La ricostruzione digitale del reperto AC12
Firenze, 5 agosto 2025 - Tra le manifestazioni culturali della nostra specie vi sono quelle legate alle modificazioni del corpo, quali tatuaggi, piercing o anche deformazioni del cranio. La documentazione di queste pratiche nelle popolazioni preistoriche è molto rara, ma un nuovo studio, pubblicato sulla rivista Scientific Reports e guidato da ricercatori del Dipartimento di Biologia dell’Università di Firenze, documenta la più antica evidenza di modificazione intenzionale del cranio mai rinvenuta in Europa (“Early European evidence of Artificial Cranial Modification from the Italian Late Upper Palaeolithic Arene Candide Cave https://doi.org/10.1038/s41598-025-13561-8).
Il protagonista della scoperta è un reperto conservato nel Museo di Antropologia ed Etnologia dell’Università di Firenze, noto come Arene Candide 12 (AC12): un cranio di uno degli ultimi cacciatori-raccoglitori preistorici vissuto alla fine dell’Era Glaciale, tra 12.600-12.200 anni fa, e sepolto nella grotta delle Arene Candide in Liguria, uno dei siti archeologici più importanti del Paleolitico Superiore europeo.

[Materiale fornito]
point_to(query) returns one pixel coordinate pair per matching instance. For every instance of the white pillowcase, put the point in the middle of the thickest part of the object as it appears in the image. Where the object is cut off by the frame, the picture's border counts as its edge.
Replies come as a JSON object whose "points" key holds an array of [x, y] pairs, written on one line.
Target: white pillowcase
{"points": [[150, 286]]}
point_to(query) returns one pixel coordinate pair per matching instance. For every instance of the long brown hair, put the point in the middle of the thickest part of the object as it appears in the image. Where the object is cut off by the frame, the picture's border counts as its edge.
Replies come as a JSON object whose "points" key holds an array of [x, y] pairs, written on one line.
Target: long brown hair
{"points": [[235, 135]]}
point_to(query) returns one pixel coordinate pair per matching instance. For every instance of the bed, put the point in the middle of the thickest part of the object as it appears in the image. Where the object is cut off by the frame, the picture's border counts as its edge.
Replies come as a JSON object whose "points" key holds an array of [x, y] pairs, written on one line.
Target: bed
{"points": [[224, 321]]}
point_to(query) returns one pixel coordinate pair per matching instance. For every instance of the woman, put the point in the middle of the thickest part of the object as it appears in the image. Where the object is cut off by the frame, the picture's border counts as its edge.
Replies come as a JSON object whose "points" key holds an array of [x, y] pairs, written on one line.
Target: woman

[Compiti da svolgere]
**A)** Secondo il testo sul cranio AC12, in quale museo è conservato il reperto?
**B)** Prosegui il testo sul cranio AC12 a partire dall'ultima frase riportata.

[Risposte]
**A)** Nel Museo di Antropologia ed Etnologia dell'Università di Firenze.

**B)**
"Grazie all’utilizzo di moderne tecniche di antropologia virtuale e ad analisi di morfometria geometrica - spiega Tommaso Mori, assegnista di ricerca Unifi e primo autore dell’articolo - abbiamo dimostrato che la forma allungata del cranio di AC12, già descritta in studi degli anni ’70 e ’80, non era dovuta a malattie né a deformazioni accidentali, ma era il risultato di una pratica culturale intenzionale, ottenuta probabilmente tramite fasciature applicate al cranio dell’individuo fin dai primi mesi di vita”.
La ricerca - condotta insieme a centri di ricerca, istituti ospedalieri e atenei, fra cui quello di Cagliari, e finanziata dal Ministero dell’Università e della Ricerca nel quadro del Piano Nazionale di Ripresa e Resilienza e dalla Regione Toscana - anticipa di millenni le evidenze europee attualmente note di deformazione cranica artificiale, documentate soprattutto dal Neolitico e in epoche storiche, e colloca le origini di questa pratica in Europa già alla fine del Paleolitico Superiore, in parallelo con esempi di analoga datazione ritrovati in Asia e in Australia.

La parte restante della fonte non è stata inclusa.